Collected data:
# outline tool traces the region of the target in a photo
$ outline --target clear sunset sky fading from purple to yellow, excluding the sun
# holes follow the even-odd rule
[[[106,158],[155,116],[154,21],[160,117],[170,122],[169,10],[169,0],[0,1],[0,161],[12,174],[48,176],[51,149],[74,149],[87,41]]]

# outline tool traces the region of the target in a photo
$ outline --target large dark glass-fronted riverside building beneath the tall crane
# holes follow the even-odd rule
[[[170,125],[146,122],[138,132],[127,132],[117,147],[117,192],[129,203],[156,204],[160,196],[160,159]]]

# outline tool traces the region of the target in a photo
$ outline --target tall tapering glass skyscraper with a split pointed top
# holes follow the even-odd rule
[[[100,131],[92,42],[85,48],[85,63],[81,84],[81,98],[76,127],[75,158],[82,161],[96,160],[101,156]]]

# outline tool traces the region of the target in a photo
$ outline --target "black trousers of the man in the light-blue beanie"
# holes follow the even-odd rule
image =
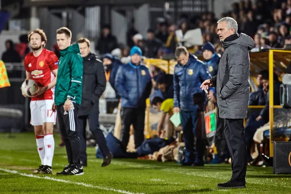
[[[121,134],[120,141],[123,148],[126,150],[126,147],[129,143],[129,131],[130,125],[133,125],[134,128],[134,144],[135,148],[142,145],[145,136],[145,116],[146,108],[121,108],[120,117],[121,117]]]

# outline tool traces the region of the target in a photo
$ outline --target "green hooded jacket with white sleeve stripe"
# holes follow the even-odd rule
[[[72,97],[74,103],[81,104],[82,76],[83,59],[79,45],[61,50],[54,98],[56,106],[65,103],[67,97]]]

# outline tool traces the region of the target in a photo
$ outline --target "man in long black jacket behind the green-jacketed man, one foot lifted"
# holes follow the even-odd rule
[[[110,164],[113,158],[109,148],[106,146],[106,140],[101,129],[99,129],[99,97],[105,90],[106,79],[102,61],[90,52],[90,41],[87,38],[81,38],[79,43],[83,62],[83,87],[81,106],[78,111],[78,133],[81,139],[81,165],[87,166],[86,153],[86,123],[89,120],[89,128],[95,137],[102,154],[102,167]]]

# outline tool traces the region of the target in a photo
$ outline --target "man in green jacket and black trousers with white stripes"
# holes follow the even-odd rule
[[[80,137],[77,113],[81,104],[83,59],[79,45],[71,45],[72,32],[68,28],[57,30],[57,44],[61,50],[55,87],[53,111],[57,111],[60,131],[65,142],[69,165],[57,175],[83,175],[80,164]]]

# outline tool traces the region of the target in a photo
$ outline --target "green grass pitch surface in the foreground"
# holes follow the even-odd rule
[[[291,194],[291,175],[273,175],[271,167],[247,168],[246,189],[219,189],[231,177],[229,164],[181,167],[175,162],[113,159],[101,167],[95,148],[87,148],[83,176],[56,176],[67,164],[65,147],[55,137],[52,175],[32,175],[40,160],[33,133],[0,134],[0,193],[5,194]]]

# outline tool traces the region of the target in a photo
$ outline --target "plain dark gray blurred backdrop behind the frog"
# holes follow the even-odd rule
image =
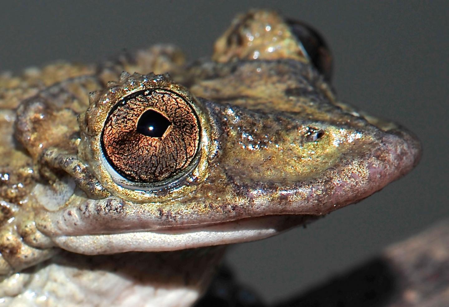
[[[417,169],[361,203],[232,248],[238,278],[273,302],[449,217],[448,1],[3,1],[0,70],[101,61],[153,43],[175,43],[194,60],[211,54],[235,13],[254,7],[319,30],[339,98],[400,122],[424,149]]]

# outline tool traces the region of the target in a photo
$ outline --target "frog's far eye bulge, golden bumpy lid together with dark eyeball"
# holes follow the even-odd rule
[[[312,64],[325,78],[332,74],[332,56],[322,36],[304,22],[275,11],[251,10],[239,15],[217,39],[212,60],[294,59]]]

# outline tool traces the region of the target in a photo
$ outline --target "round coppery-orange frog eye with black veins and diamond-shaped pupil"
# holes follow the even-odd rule
[[[131,182],[128,186],[164,183],[189,169],[199,139],[198,116],[189,101],[156,88],[137,91],[114,105],[101,133],[101,149],[109,166]]]

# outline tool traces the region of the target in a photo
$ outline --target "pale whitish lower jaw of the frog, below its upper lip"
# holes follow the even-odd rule
[[[128,251],[176,251],[260,240],[298,225],[305,225],[317,218],[319,216],[260,216],[182,229],[58,236],[53,238],[53,242],[67,251],[84,255],[114,254]]]

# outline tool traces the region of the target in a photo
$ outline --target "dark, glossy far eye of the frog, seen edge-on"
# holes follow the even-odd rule
[[[326,80],[330,80],[332,55],[321,35],[304,22],[287,19],[286,23],[290,27],[292,34],[303,45],[313,65],[323,74]]]

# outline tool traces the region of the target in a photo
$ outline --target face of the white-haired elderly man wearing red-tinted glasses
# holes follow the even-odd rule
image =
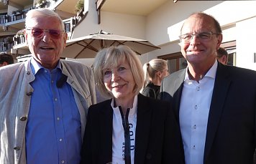
[[[42,67],[55,68],[67,39],[67,34],[63,32],[59,19],[50,16],[37,16],[30,19],[26,28],[25,37],[32,57]],[[54,30],[48,31],[49,29]]]

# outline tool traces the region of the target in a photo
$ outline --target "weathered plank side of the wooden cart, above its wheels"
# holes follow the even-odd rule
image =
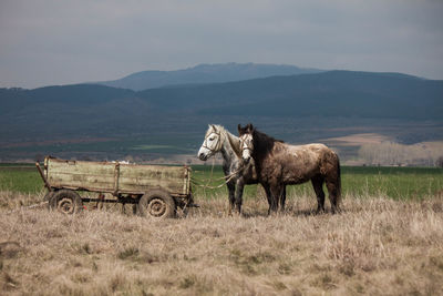
[[[143,194],[147,190],[163,188],[172,195],[190,194],[190,170],[186,166],[64,161],[47,157],[43,176],[48,184],[55,188],[113,194]]]

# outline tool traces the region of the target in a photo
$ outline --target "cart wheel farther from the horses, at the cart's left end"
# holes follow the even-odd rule
[[[79,213],[83,208],[82,197],[70,190],[61,190],[52,194],[49,201],[49,207],[52,211],[59,211],[63,214]]]

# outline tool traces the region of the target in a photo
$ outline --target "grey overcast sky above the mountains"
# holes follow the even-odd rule
[[[442,0],[0,0],[0,86],[255,62],[443,79]]]

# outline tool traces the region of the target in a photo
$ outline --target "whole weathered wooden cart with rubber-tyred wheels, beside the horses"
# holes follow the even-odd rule
[[[96,202],[97,206],[134,204],[140,215],[157,218],[174,217],[178,210],[197,206],[193,202],[187,166],[65,161],[51,156],[44,159],[43,171],[39,163],[35,166],[49,190],[50,208],[66,214],[82,211],[86,202]],[[81,196],[89,192],[99,196]]]

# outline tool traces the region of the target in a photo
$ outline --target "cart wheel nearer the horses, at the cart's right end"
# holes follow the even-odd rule
[[[171,218],[175,216],[175,202],[164,191],[152,191],[140,198],[138,213],[142,216]]]

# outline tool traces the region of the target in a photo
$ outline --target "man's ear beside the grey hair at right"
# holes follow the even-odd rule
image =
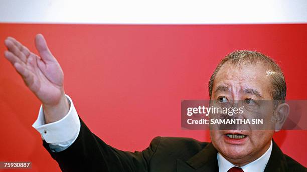
[[[286,103],[281,103],[275,111],[275,132],[281,130],[283,123],[287,119],[290,112],[290,107]]]

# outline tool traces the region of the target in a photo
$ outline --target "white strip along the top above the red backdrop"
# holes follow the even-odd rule
[[[307,23],[307,1],[0,0],[0,22],[76,24]]]

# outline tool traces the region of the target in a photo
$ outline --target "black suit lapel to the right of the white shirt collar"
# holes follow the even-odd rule
[[[269,171],[284,172],[284,171],[287,171],[287,169],[288,167],[287,167],[286,159],[282,151],[279,149],[279,147],[273,140],[271,156],[266,164],[264,172],[269,172]]]

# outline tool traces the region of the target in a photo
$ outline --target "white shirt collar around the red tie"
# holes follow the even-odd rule
[[[270,147],[266,150],[266,152],[260,156],[258,159],[244,165],[241,166],[241,168],[243,169],[244,172],[250,172],[250,171],[255,171],[255,169],[257,171],[263,172],[264,168],[271,156],[271,152],[272,152],[272,141],[271,141],[271,145]],[[218,164],[219,164],[219,171],[220,172],[227,172],[230,168],[232,168],[233,166],[236,166],[234,164],[232,164],[231,162],[229,162],[227,159],[225,159],[220,153],[217,154],[217,159],[218,159]]]

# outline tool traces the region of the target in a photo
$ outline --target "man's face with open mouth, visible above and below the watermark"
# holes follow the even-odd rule
[[[211,99],[270,100],[269,77],[261,63],[243,64],[238,68],[226,62],[216,75]],[[214,147],[227,160],[239,166],[260,157],[270,146],[273,133],[274,130],[210,130]],[[232,139],[229,134],[242,134],[245,137]]]

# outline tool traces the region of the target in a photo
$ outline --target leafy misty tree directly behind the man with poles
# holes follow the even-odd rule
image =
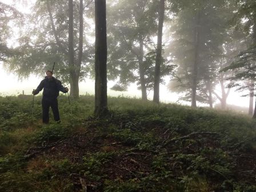
[[[17,47],[20,54],[6,67],[20,78],[27,78],[30,74],[45,74],[55,62],[54,74],[70,83],[71,97],[77,98],[78,82],[88,75],[92,67],[89,63],[93,62],[93,47],[86,38],[81,38],[81,31],[85,33],[86,29],[83,26],[88,26],[81,15],[91,16],[88,7],[93,3],[81,7],[81,1],[73,2],[74,62],[69,62],[69,1],[36,1],[20,29]]]

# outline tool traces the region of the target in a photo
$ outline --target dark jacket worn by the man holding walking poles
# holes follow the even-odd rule
[[[62,86],[61,81],[55,79],[54,77],[48,79],[45,77],[35,89],[35,94],[38,94],[43,89],[43,99],[54,100],[59,96],[59,91],[67,93],[65,87]]]

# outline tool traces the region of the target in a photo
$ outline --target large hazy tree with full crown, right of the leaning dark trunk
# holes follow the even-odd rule
[[[182,4],[183,3],[183,4]],[[213,103],[217,61],[229,29],[230,12],[225,1],[179,2],[181,10],[171,26],[170,56],[178,65],[169,89],[184,93],[181,99]]]

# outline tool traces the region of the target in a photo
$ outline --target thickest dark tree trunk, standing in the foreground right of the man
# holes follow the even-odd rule
[[[95,109],[103,117],[107,109],[106,0],[95,0]]]

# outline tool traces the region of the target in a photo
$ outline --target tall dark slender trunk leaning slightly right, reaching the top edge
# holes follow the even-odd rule
[[[165,16],[165,0],[160,0],[158,34],[157,34],[157,57],[155,58],[154,97],[153,97],[153,101],[155,103],[159,103],[160,66],[162,63],[162,35],[163,35],[164,16]]]

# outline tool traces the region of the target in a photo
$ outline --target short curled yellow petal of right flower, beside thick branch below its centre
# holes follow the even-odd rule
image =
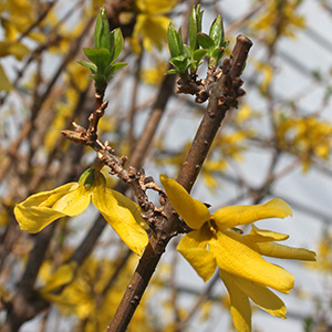
[[[194,230],[184,236],[176,247],[205,282],[212,277],[217,268],[215,256],[206,246],[207,241],[201,231]]]

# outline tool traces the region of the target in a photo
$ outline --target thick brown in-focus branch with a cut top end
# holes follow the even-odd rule
[[[231,95],[231,93],[236,92],[236,90],[239,91],[239,86],[228,86],[225,85],[225,83],[234,83],[234,80],[238,79],[245,65],[245,61],[251,45],[252,43],[249,39],[242,35],[238,37],[237,44],[231,55],[230,71],[229,73],[222,74],[224,79],[221,76],[220,81],[216,82],[216,86],[210,94],[208,110],[204,116],[203,123],[205,131],[212,131],[214,135],[204,133],[201,128],[198,129],[200,134],[197,133],[197,135],[199,136],[196,136],[188,153],[188,157],[186,160],[187,163],[185,162],[178,176],[179,183],[188,191],[193,187],[205,159],[205,157],[201,157],[201,155],[206,156],[225,116],[225,113],[231,107],[231,105],[238,97],[238,95]],[[224,69],[227,69],[227,63],[225,63]],[[231,82],[226,79],[230,79]],[[235,91],[230,91],[229,87],[234,87]],[[225,92],[229,92],[230,95],[224,95]],[[221,96],[222,98],[220,98]],[[207,127],[206,123],[209,123],[211,127]],[[204,137],[201,142],[199,141],[201,139],[200,137]],[[203,147],[203,151],[198,152],[198,146]],[[188,160],[190,160],[190,163]],[[158,220],[160,222],[160,229],[159,231],[156,231],[152,235],[149,243],[139,260],[139,263],[133,274],[129,284],[127,286],[125,294],[116,310],[116,313],[107,328],[108,332],[122,332],[127,329],[127,325],[145,292],[145,289],[156,269],[162,255],[166,249],[169,239],[177,232],[179,221],[169,203],[165,205],[164,214],[167,218],[160,218]]]

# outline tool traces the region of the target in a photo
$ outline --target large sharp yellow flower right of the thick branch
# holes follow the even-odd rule
[[[234,229],[266,218],[291,216],[291,208],[280,198],[263,205],[230,206],[211,215],[208,208],[177,181],[160,175],[167,197],[177,214],[193,229],[177,246],[196,272],[208,281],[219,268],[230,295],[230,312],[239,332],[251,331],[249,298],[274,317],[284,318],[283,302],[269,288],[290,292],[294,277],[284,269],[266,261],[261,255],[301,260],[315,260],[315,253],[302,248],[278,245],[287,235],[261,230],[251,226],[248,235]]]

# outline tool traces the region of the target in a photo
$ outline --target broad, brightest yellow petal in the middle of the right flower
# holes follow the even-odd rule
[[[218,267],[228,273],[284,293],[293,288],[294,277],[291,273],[267,262],[236,231],[217,231],[216,237],[209,241],[209,248],[215,253]]]

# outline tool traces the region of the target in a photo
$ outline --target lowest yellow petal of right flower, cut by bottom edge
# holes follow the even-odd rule
[[[232,322],[239,332],[251,331],[251,308],[248,295],[245,294],[234,282],[230,274],[220,270],[219,276],[222,279],[230,297],[230,313]]]

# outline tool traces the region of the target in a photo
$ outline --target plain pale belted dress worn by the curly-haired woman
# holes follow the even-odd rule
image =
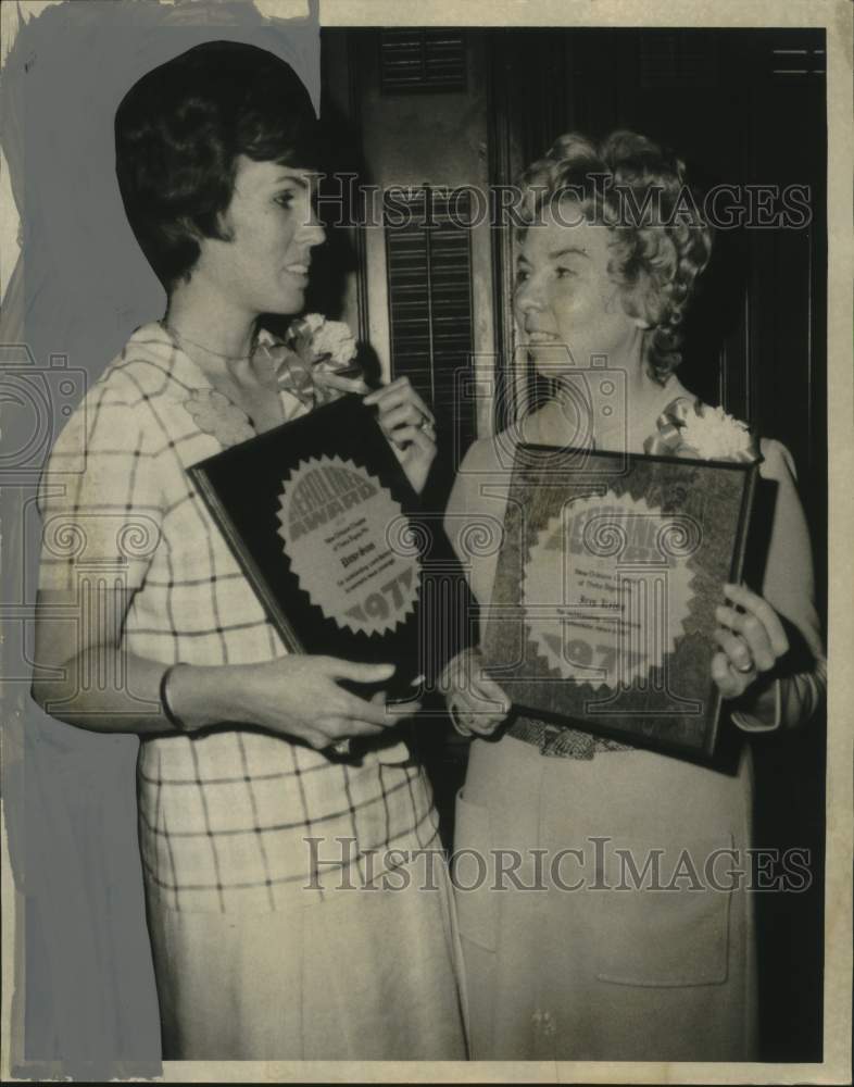
[[[547,441],[536,417],[529,423],[527,440]],[[513,447],[505,432],[469,450],[449,502],[452,540],[478,516],[503,523]],[[771,726],[732,715],[744,732],[806,720],[824,688],[791,458],[774,441],[762,451],[761,476],[777,491],[762,591],[801,633],[811,664],[776,682]],[[497,555],[460,553],[488,603]],[[564,730],[560,744],[517,738],[538,732],[517,717],[498,738],[474,739],[457,800],[454,885],[473,1058],[755,1059],[749,745],[723,772],[580,729]],[[648,863],[657,878],[654,867],[644,878]]]

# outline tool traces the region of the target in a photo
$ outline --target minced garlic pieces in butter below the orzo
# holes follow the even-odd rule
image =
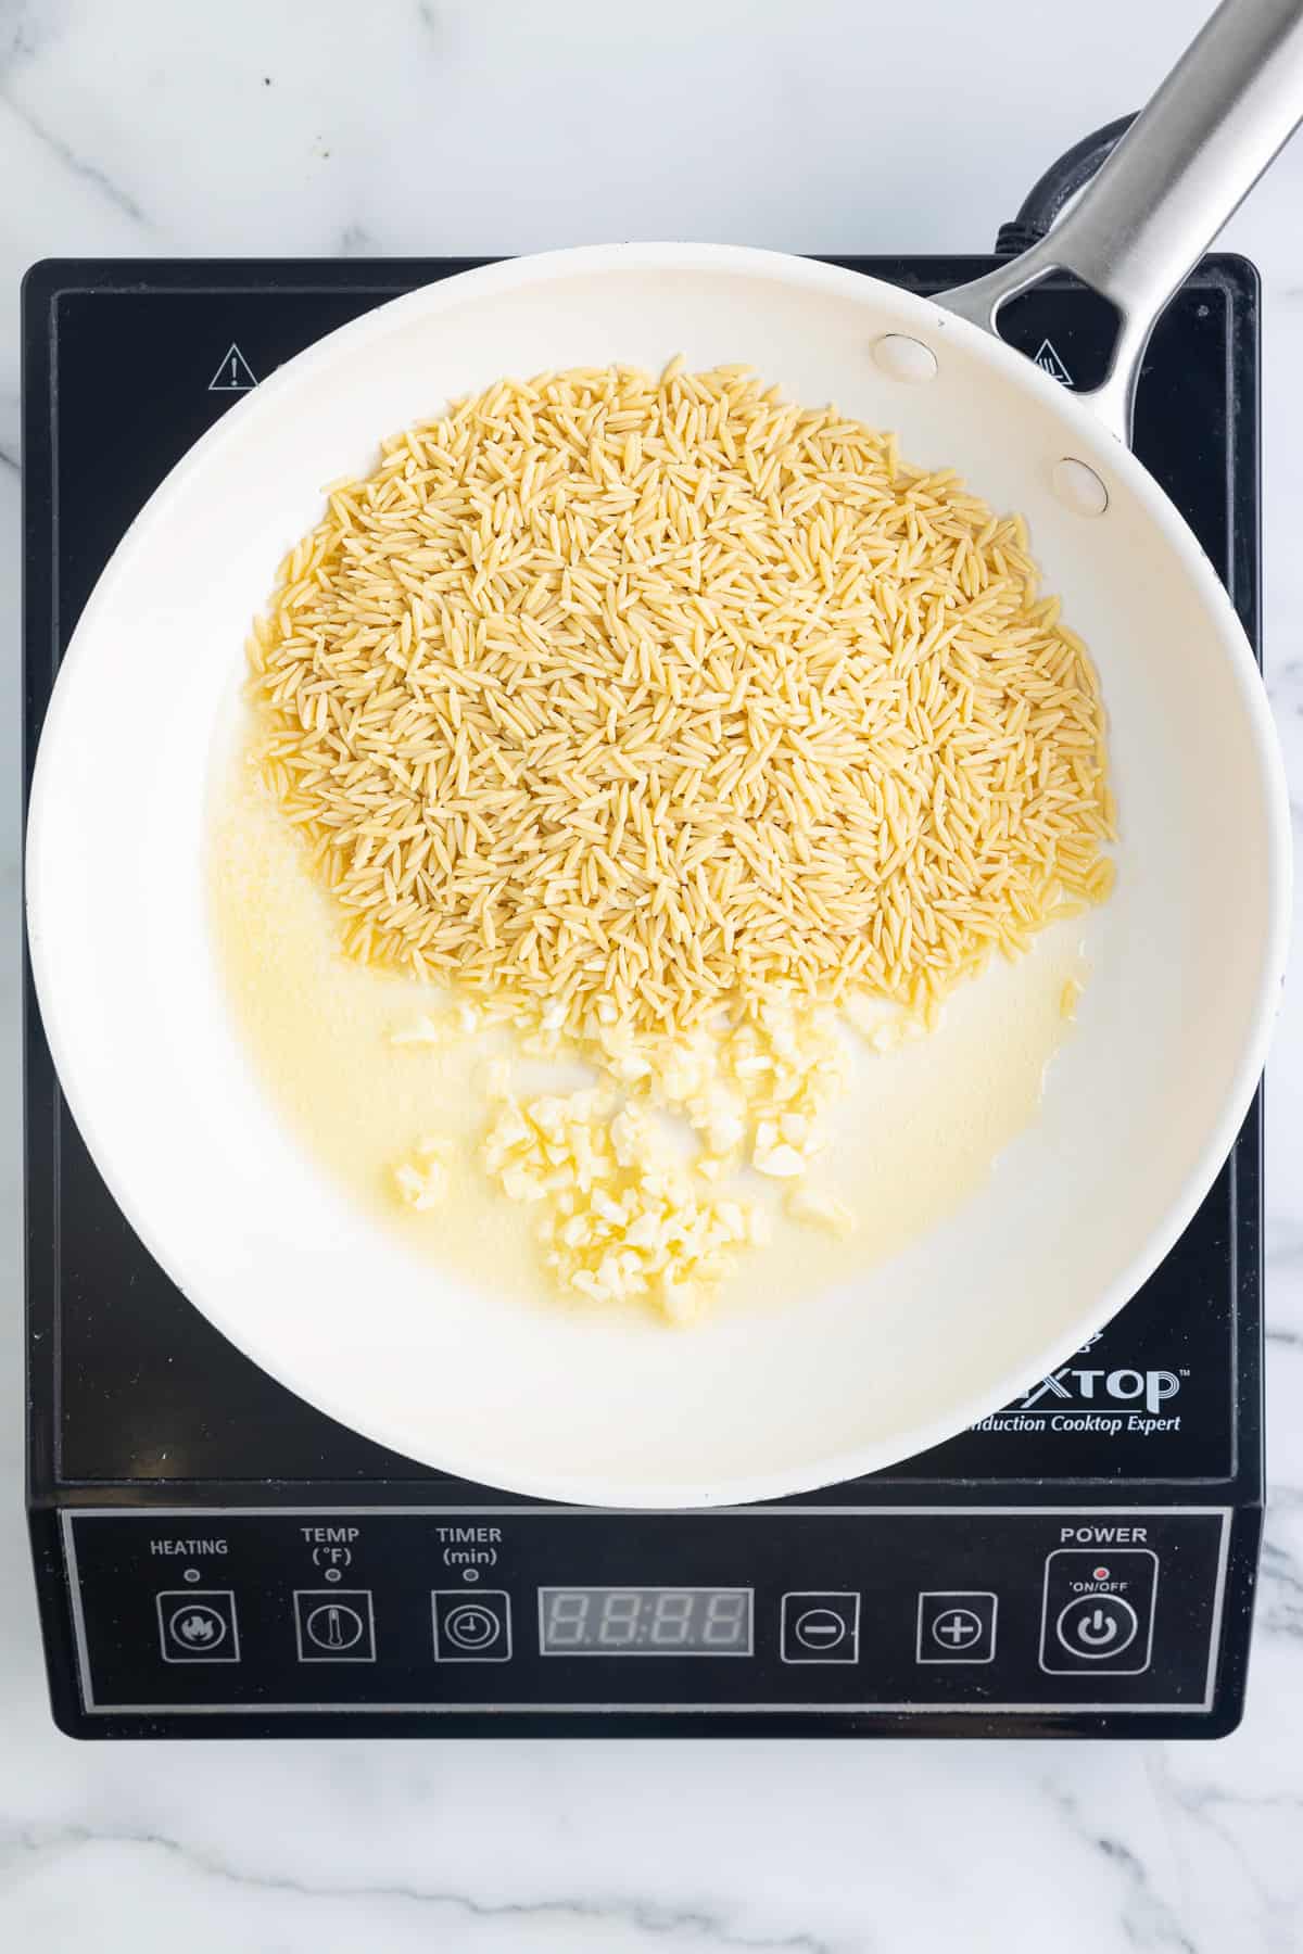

#### Work to be completed
In the data above, retype only the stretch from the line with "man with poles" through the line with "holding walking poles", word for word, and skip any pictures.

#### Completed exercise
$ outline --target leafy misty tree directly behind the man with poles
# holes follow the even-odd rule
image =
[[[17,47],[20,54],[6,67],[20,78],[27,78],[30,74],[45,74],[55,62],[54,74],[70,83],[71,97],[77,98],[78,82],[88,75],[92,67],[89,63],[93,62],[93,47],[86,38],[81,38],[81,31],[85,33],[86,29],[83,26],[88,26],[81,15],[91,16],[88,7],[93,3],[81,7],[81,1],[73,2],[74,62],[69,62],[69,1],[36,1],[20,29]]]

# outline tool traces the region of the target in a photo
$ outline --target dark jacket worn by the man holding walking poles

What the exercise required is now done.